→ Stated exercise:
Rescale the rows below by reproducing every line, requests included, with each answer coordinate multiplied by 2.25. Round each result to a whole number, rounding halves up.

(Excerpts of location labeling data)
_ _ _
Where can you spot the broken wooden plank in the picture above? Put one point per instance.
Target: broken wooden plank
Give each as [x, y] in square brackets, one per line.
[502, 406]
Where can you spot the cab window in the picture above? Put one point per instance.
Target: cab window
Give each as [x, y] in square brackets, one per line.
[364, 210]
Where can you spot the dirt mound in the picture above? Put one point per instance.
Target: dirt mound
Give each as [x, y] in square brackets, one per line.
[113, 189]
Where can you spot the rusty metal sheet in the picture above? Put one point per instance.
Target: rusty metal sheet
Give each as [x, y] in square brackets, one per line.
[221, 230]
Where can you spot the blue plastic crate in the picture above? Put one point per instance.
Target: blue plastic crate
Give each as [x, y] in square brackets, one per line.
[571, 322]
_ _ _
→ Expected answer:
Where can you spot the broken wooden plank in the picture above? Put one point per instance.
Target: broken wooden plank
Give each as [x, y] in square brackets, one per line.
[1130, 914]
Where can you spot the cab window in the picture above? Put one point per instance.
Target: cab window
Give each as [x, y] in square brackets, one per line.
[819, 473]
Where can you spot the dirt mound in the picture above? Put one point per instance.
Target: dirt mound
Give each as [x, y] in square brackets, one per line.
[254, 425]
Where can you spot the rusty metal sheet in the picture above? Put one point per instance.
Target: rusty metal sheet
Give each as [x, y] in square brackets, one per line.
[497, 518]
Where can you spot the blue plastic crate in the picture above? Put one point per instance.
Target: blue plastic crate
Give each as [x, y] in square brackets, one per line.
[1285, 725]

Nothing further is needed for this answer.